↓
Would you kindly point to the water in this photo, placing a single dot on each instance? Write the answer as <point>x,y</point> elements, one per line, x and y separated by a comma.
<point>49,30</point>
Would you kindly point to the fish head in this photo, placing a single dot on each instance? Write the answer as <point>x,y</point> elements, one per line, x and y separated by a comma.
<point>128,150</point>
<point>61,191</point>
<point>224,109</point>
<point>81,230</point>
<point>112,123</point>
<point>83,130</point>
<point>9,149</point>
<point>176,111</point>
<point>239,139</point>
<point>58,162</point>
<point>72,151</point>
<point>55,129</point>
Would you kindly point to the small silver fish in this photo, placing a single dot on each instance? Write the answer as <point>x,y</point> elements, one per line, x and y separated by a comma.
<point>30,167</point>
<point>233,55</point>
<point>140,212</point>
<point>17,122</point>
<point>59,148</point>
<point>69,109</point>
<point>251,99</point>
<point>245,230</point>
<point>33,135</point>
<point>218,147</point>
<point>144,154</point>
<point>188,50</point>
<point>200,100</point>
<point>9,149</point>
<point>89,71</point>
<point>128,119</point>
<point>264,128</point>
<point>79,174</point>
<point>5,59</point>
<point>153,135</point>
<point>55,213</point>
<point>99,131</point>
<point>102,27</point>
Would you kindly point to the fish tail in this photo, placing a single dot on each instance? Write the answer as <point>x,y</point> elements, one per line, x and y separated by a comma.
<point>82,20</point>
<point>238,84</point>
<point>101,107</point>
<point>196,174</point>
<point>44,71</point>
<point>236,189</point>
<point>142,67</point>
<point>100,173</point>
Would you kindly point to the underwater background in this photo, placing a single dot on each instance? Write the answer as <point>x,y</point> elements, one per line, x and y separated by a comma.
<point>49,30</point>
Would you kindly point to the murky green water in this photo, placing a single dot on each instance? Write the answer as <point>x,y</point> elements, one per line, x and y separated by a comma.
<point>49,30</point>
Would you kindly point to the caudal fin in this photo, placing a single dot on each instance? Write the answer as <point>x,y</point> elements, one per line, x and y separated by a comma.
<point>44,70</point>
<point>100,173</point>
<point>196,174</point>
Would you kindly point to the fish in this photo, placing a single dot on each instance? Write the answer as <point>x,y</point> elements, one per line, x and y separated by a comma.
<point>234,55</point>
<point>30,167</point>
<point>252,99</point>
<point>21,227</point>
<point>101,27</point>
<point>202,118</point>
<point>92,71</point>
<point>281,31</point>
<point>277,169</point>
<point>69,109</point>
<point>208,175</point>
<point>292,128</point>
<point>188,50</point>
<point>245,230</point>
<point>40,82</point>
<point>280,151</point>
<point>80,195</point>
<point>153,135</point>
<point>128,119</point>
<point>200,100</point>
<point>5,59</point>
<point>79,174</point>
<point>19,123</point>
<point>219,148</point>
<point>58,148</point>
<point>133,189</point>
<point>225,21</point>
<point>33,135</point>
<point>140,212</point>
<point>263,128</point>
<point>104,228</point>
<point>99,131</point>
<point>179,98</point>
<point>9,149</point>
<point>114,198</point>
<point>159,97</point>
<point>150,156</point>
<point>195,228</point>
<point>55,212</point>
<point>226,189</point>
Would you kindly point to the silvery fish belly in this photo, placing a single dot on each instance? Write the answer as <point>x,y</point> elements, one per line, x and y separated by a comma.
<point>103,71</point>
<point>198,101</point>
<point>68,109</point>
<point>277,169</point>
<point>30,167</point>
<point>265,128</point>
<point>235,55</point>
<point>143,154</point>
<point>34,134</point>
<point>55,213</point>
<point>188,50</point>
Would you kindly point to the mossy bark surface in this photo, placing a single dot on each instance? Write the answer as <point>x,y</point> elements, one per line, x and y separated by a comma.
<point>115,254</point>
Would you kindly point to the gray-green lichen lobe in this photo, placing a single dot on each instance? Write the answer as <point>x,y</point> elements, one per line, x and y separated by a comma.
↑
■ What you should do:
Please output every entry above verbatim, in the same order, with nothing changed, added, or left out.

■ Exercise output:
Would you kindly point to the water in this photo, placing a single dot on each instance? Write the answer as <point>x,y</point> elements, one per line, x and y separated by a comma.
<point>49,30</point>
Would you kindly point to the fish head in this photo, placing a single dot on each instance? Write the answer as <point>x,y</point> elements, one per line, x and y separated by a comma.
<point>128,150</point>
<point>61,191</point>
<point>224,109</point>
<point>81,230</point>
<point>112,123</point>
<point>83,130</point>
<point>9,149</point>
<point>176,111</point>
<point>239,139</point>
<point>58,162</point>
<point>72,151</point>
<point>55,129</point>
Would you kindly point to the small silver fish in this photo, placing a single dot on each instance? Write the answer as <point>x,y</point> elements, one per line, x and y separated by a comma.
<point>30,167</point>
<point>233,55</point>
<point>140,212</point>
<point>17,122</point>
<point>59,148</point>
<point>69,109</point>
<point>251,99</point>
<point>245,230</point>
<point>33,135</point>
<point>218,147</point>
<point>144,154</point>
<point>188,50</point>
<point>200,100</point>
<point>9,149</point>
<point>89,71</point>
<point>128,119</point>
<point>264,128</point>
<point>79,174</point>
<point>5,59</point>
<point>153,135</point>
<point>55,213</point>
<point>99,131</point>
<point>102,27</point>
Would you kindly point to the fish tail in this photo, placing a single dot on each instance? Write the answer as <point>x,y</point> elements, one per line, x and y separated by a comma.
<point>82,20</point>
<point>238,84</point>
<point>101,107</point>
<point>196,174</point>
<point>44,71</point>
<point>236,189</point>
<point>142,67</point>
<point>100,173</point>
Would you kindly point to the underwater background in this photo, placing a single dot on each instance? Write the answer as <point>x,y</point> elements, one per line, x and y separated by a comma.
<point>49,30</point>
Would you kindly point to the murky green water in this photo, placing a single dot on each instance? Write the answer as <point>x,y</point> elements, one per line, x and y separated by a comma.
<point>49,30</point>
Would you kindly point to the caudal fin in this photo, placing a single dot on each instance? Write the answer as <point>x,y</point> elements, one per line, x and y separated by a comma.
<point>44,70</point>
<point>100,173</point>
<point>196,174</point>
Would you kindly point to the fish in this photo, placing a single dot on each instance? Write the answer as <point>x,y</point> elements, one per line, x and y separated by a comma.
<point>234,55</point>
<point>30,167</point>
<point>252,99</point>
<point>21,227</point>
<point>101,27</point>
<point>202,118</point>
<point>92,71</point>
<point>281,31</point>
<point>277,169</point>
<point>69,109</point>
<point>208,175</point>
<point>292,128</point>
<point>188,50</point>
<point>245,230</point>
<point>40,82</point>
<point>280,151</point>
<point>80,195</point>
<point>153,135</point>
<point>128,119</point>
<point>200,100</point>
<point>5,59</point>
<point>79,174</point>
<point>19,123</point>
<point>219,148</point>
<point>58,148</point>
<point>133,189</point>
<point>225,21</point>
<point>33,135</point>
<point>140,212</point>
<point>263,128</point>
<point>104,228</point>
<point>99,131</point>
<point>179,98</point>
<point>9,149</point>
<point>114,198</point>
<point>159,97</point>
<point>150,156</point>
<point>195,228</point>
<point>55,212</point>
<point>226,189</point>
Would you kindly point to the silvery fish belly in this photo, placing a single dot on each instance? Write the answer as <point>x,y</point> elements, one per line, x and y separated by a comma.
<point>103,71</point>
<point>198,101</point>
<point>68,109</point>
<point>277,169</point>
<point>30,167</point>
<point>265,128</point>
<point>235,55</point>
<point>143,154</point>
<point>34,134</point>
<point>55,213</point>
<point>188,50</point>
Would you kindly point to the mossy bark surface in this photo, placing a single dot on each instance? Write the answer as <point>x,y</point> elements, one per line, x and y separated by a comma.
<point>115,254</point>
Would you kindly point to the gray-green lichen lobe in this photo, placing a single dot on each instance? Write the answer as <point>x,y</point> elements, one per line, x and y separated by a comma.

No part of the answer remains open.